Por Luiz Cláudio Bittencourt (*)
A trajetória de Antonio da Costa Santos em Campinas não cabe em biografias lineares nem em relatos jornalísticos. Sua vida, obra e política foram atravessadas por uma mesma ideia — o restauro como método. Restaurar não apenas edifícios, mas espaços sociais, vínculos comunitários, a legalidade administrativa, a dignidade urbana. A caneta, em suas mãos, era mais que instrumento de projeto ou gestão: era gesto de inscrição no espaço, de afirmação pública, de contestação do mercado imobiliário e das forças de apagamento.
O silêncio, por sua vez, foi imposto pela violência de seu assassinato. Mas também é o silêncio da cidade diante de sua própria memória destruída, das ruínas abandonadas, das favelas invisibilizadas, dos valores públicos arrasados pela especulação. Contra esse silêncio, Toninho operava com o restauro: recolocava ruínas em diálogo com o presente, reinscrevia bairros populares na trama da cidade, reconstituía juridicamente a integridade das políticas públicas.
Escrever hoje sobre Toninho é, portanto, um restauro da ausência tornado político: reerguer sua voz silenciada, reinscrever sua presença nos espaços da cidade e devolver densidade crítica a um percurso que nunca se dissociou entre teoria e prática. Se cada gesto seu — na Casa Grande e Tulha, no Ato de Morar, no Febre Amarela, nas ações populares — foi uma forma de restauro, este texto procura seguir a mesma trilha: recompor na escrita a coerência de uma vida dedicada a restaurar o bem comum.
A Caneta como Inscrição: o Sentido Profundo de Restaurar
Restaurar nunca foi apenas reparar pedras ou reconstruir paredes. Desde Alberti, no De re aedificatoria, restaurar significava devolver sentido, religar forma e função, inscrever novamente o edifício no horizonte da cidade. Viollet-le-Duc radicalizou esse impulso, ao propor a restituição idealizada de um estado original, gesto que Ruskin denunciaria como “a mentira total”, porque apaga as marcas do tempo. Riegl, ao contrário, ensinou que as rugosidades, as cicatrizes e as pátinas constituem valor de antiguidade, insubstituível. Brandi, no século XX, traduziu em método o que já se intuía: o restauro deve ser ato crítico, reconhecível e reversível, sustentado por juízo histórico e estético. Scarpa, enfim, fez da intervenção um diálogo plástico, onde aço e vidro não disfarçam, mas iluminam a persistência do antigo.

Tarefa proposta | Reescreva em forma de lista o parágrafo do texto acima que começa com "Restaurar nunca foi apenas", mantendo a ideia atribuída a cada autor citado.

Dados registrados |
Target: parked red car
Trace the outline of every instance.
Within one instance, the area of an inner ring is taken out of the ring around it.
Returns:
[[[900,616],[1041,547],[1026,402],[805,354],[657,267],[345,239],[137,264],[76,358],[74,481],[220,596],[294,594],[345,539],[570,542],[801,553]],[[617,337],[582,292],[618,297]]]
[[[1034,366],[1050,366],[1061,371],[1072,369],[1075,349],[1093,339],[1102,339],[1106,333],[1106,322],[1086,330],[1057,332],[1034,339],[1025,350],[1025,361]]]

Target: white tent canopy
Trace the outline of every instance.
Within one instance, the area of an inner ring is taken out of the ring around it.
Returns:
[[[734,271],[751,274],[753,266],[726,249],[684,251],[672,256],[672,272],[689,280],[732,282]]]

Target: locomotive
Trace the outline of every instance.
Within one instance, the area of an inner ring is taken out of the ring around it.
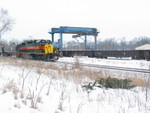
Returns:
[[[59,47],[50,40],[26,40],[16,46],[16,56],[20,58],[55,61],[59,55]]]

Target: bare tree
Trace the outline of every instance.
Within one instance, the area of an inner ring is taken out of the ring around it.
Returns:
[[[5,9],[1,9],[0,10],[0,39],[2,37],[2,34],[12,29],[13,24],[14,24],[14,20],[8,15],[8,11]]]

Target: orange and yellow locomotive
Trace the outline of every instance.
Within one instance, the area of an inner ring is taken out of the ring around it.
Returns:
[[[60,56],[59,47],[55,47],[50,40],[29,40],[16,46],[18,57],[54,61]]]

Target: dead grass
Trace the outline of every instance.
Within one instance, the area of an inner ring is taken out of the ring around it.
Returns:
[[[108,76],[114,77],[113,74],[108,73],[107,71],[95,71],[88,68],[83,68],[80,66],[79,59],[76,58],[75,65],[72,68],[68,68],[67,65],[58,66],[45,63],[43,61],[27,60],[27,59],[18,59],[18,58],[4,58],[0,57],[0,62],[8,63],[9,65],[25,68],[35,68],[36,73],[39,75],[44,74],[53,79],[65,78],[67,80],[74,81],[76,83],[85,82],[85,78],[89,80],[96,80],[98,78],[106,78]],[[56,75],[57,74],[57,75]],[[136,86],[149,86],[150,82],[139,77],[126,77],[127,79],[132,80],[133,84]],[[4,90],[4,92],[6,92]]]
[[[142,86],[142,87],[149,87],[150,88],[150,82],[139,77],[128,77],[130,80],[132,80],[132,83],[136,86]]]

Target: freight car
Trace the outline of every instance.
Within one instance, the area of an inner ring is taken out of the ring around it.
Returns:
[[[28,40],[16,46],[16,56],[21,58],[54,61],[59,54],[59,47],[50,40]]]
[[[150,60],[150,50],[63,50],[63,56],[88,56],[95,58],[131,57],[132,59]]]

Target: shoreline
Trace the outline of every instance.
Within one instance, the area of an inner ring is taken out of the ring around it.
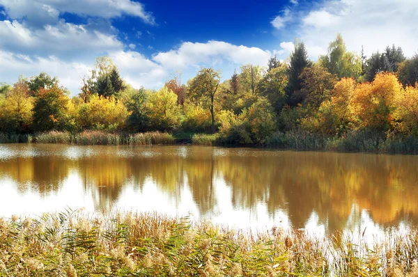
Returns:
[[[357,243],[273,227],[248,234],[157,213],[80,211],[0,219],[0,274],[19,276],[410,276],[418,230]]]

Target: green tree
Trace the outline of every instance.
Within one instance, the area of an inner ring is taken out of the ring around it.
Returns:
[[[33,98],[24,80],[20,79],[8,91],[2,106],[3,128],[10,133],[31,130]]]
[[[143,132],[148,127],[146,100],[147,94],[144,88],[141,88],[125,101],[127,111],[130,113],[127,118],[127,127],[130,131]]]
[[[114,96],[116,99],[118,99],[120,93],[126,88],[125,84],[123,84],[123,80],[119,75],[119,71],[118,68],[115,66],[111,70],[109,75],[110,82],[111,84],[111,86],[114,90]]]
[[[268,63],[267,64],[267,72],[270,72],[271,70],[274,68],[277,68],[280,66],[280,61],[277,59],[276,55],[272,56],[268,60]]]
[[[330,43],[328,54],[319,57],[319,62],[331,74],[339,79],[357,78],[362,74],[362,60],[354,52],[347,52],[346,43],[340,33]]]
[[[57,86],[59,84],[58,78],[51,77],[47,73],[41,72],[38,76],[33,76],[28,81],[28,87],[32,95],[38,92],[40,88],[49,89],[54,86]]]
[[[288,104],[291,106],[300,103],[297,97],[293,97],[293,94],[300,90],[299,75],[304,68],[309,66],[311,66],[311,61],[308,58],[304,44],[297,40],[295,42],[295,49],[291,54],[291,63],[288,69],[288,83],[286,88]]]
[[[221,72],[212,68],[202,68],[189,86],[190,95],[196,98],[209,100],[209,110],[212,116],[212,132],[215,133],[215,95],[221,79]]]
[[[256,88],[261,78],[262,68],[258,65],[245,65],[241,66],[241,73],[240,74],[240,83],[246,93],[251,92],[255,95]]]
[[[386,47],[385,51],[380,54],[373,53],[367,61],[366,68],[366,80],[372,81],[376,74],[382,72],[396,72],[399,64],[405,61],[402,48],[392,45]]]
[[[33,128],[37,132],[63,130],[68,122],[70,99],[63,88],[40,88],[35,93]]]
[[[286,104],[287,85],[287,68],[285,65],[272,68],[258,84],[260,95],[267,97],[277,114]]]
[[[418,81],[418,54],[401,63],[398,76],[404,86],[415,85]]]
[[[335,75],[318,64],[305,68],[300,76],[300,90],[295,94],[305,105],[318,108],[329,100],[331,91],[337,81]]]
[[[171,131],[180,125],[180,106],[177,95],[165,86],[150,93],[146,101],[148,118],[152,127],[160,131]]]

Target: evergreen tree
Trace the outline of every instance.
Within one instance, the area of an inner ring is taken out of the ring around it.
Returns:
[[[291,64],[288,71],[288,83],[286,89],[288,104],[291,106],[295,106],[298,103],[295,98],[292,97],[292,95],[295,92],[300,90],[301,81],[299,75],[304,68],[311,66],[311,63],[304,44],[301,42],[295,42],[295,50],[291,54]]]
[[[232,93],[234,95],[238,94],[238,87],[240,86],[240,81],[238,78],[238,74],[237,73],[237,70],[233,71],[233,74],[231,77],[231,80],[229,80],[229,84],[231,85],[231,89],[232,90]]]
[[[110,72],[110,82],[114,90],[115,97],[117,98],[117,96],[125,88],[125,86],[123,86],[123,80],[121,78],[116,67]]]
[[[102,76],[98,79],[97,90],[99,96],[109,97],[115,95],[115,89],[111,84],[110,76]]]
[[[276,55],[274,56],[272,56],[270,57],[270,58],[268,60],[268,72],[270,72],[270,71],[272,69],[274,68],[277,68],[278,67],[280,66],[280,61],[277,59],[277,57],[276,56]]]

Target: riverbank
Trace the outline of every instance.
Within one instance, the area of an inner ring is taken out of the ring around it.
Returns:
[[[333,151],[418,155],[418,137],[398,134],[382,134],[368,132],[350,132],[341,136],[325,136],[297,130],[286,133],[277,132],[265,138],[262,145],[241,143],[239,139],[222,134],[170,134],[160,132],[144,133],[111,133],[103,131],[84,131],[81,133],[50,131],[36,134],[7,134],[0,133],[0,143],[40,143],[84,145],[173,145],[193,144],[206,146],[257,147],[297,151]]]
[[[0,219],[0,275],[410,276],[418,230],[373,243],[273,228],[251,234],[157,214]]]

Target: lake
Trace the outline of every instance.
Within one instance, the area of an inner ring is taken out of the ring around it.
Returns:
[[[0,145],[0,216],[159,212],[316,233],[418,224],[418,157],[176,146]]]

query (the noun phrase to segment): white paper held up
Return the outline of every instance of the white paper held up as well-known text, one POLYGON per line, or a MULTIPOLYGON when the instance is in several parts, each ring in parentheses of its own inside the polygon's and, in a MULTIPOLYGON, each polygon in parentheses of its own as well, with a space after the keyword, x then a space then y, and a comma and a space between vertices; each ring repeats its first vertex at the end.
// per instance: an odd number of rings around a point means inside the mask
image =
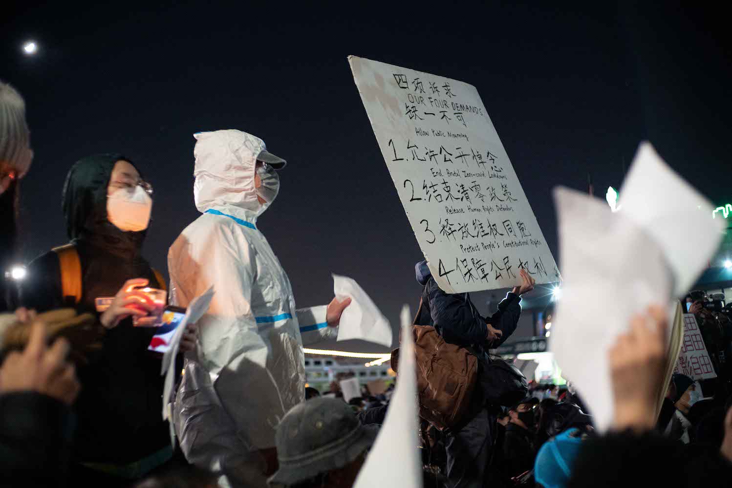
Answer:
POLYGON ((564 281, 550 350, 563 375, 577 386, 600 431, 610 426, 613 414, 608 349, 627 330, 632 314, 651 304, 670 303, 679 282, 689 286, 721 239, 719 222, 703 219, 706 224, 698 222, 691 234, 678 225, 687 213, 669 214, 660 201, 651 201, 654 193, 647 189, 670 181, 676 192, 674 208, 692 206, 695 212, 701 206, 696 215, 712 213, 712 206, 646 144, 641 145, 623 187, 620 211, 613 213, 603 201, 578 192, 554 190, 564 281), (626 206, 626 202, 630 203, 626 206), (700 240, 711 244, 702 245, 700 240), (689 244, 668 244, 681 241, 689 244))
POLYGON ((386 417, 354 488, 421 488, 417 402, 417 364, 411 315, 405 305, 400 315, 402 343, 399 377, 386 417))
POLYGON ((688 291, 723 236, 722 219, 709 218, 714 206, 648 142, 638 147, 618 203, 620 213, 643 228, 663 249, 673 270, 674 296, 688 291))
POLYGON ((171 345, 163 356, 163 367, 160 375, 165 375, 165 380, 163 388, 163 419, 167 420, 170 416, 168 411, 168 403, 171 400, 171 392, 173 389, 173 378, 175 378, 176 361, 175 357, 178 355, 178 349, 180 346, 181 337, 185 331, 189 323, 195 323, 203 316, 203 314, 209 309, 211 304, 211 299, 214 296, 214 287, 212 286, 198 296, 193 299, 188 308, 186 309, 185 315, 181 320, 180 325, 176 329, 176 333, 171 339, 171 345))
POLYGON ((346 403, 351 401, 351 398, 358 398, 361 396, 361 383, 357 378, 349 378, 348 380, 342 380, 339 383, 340 392, 343 394, 343 401, 346 403))
POLYGON ((351 300, 340 316, 337 340, 361 339, 392 347, 391 324, 356 280, 334 274, 333 292, 339 300, 346 297, 351 300))

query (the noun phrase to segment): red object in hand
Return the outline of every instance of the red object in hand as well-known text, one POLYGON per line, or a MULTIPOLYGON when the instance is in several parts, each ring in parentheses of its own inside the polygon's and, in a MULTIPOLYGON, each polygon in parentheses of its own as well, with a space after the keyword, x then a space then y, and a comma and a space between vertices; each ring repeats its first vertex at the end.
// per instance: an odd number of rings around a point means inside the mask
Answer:
POLYGON ((168 345, 168 342, 166 342, 165 341, 163 340, 160 337, 153 337, 152 339, 150 341, 150 347, 151 348, 157 348, 157 347, 161 346, 161 345, 168 345))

Resolução completa |
- Restaurar nunca se limitou a reparar pedras ou reconstruir paredes.
- Alberti (De re aedificatoria): restaurar era devolver sentido, religar forma e função e reinscrever o edifício no horizonte da cidade.
- Viollet-le-Duc: radicalizou esse impulso ao propor a restituição idealizada de um estado original.
- Ruskin: denunciou esse gesto como "a mentira total", porque apaga as marcas do tempo.
- Riegl: as rugosidades, as cicatrizes e as pátinas constituem valor de antiguidade, insubstituível.
- Brandi (século XX): traduziu em método a ideia de que o restauro deve ser ato crítico, reconhecível e reversível, sustentado por juízo histórico e estético.
- Scarpa: fez da intervenção um diálogo plástico, em que aço e vidro não disfarçam, mas iluminam a persistência do antigo.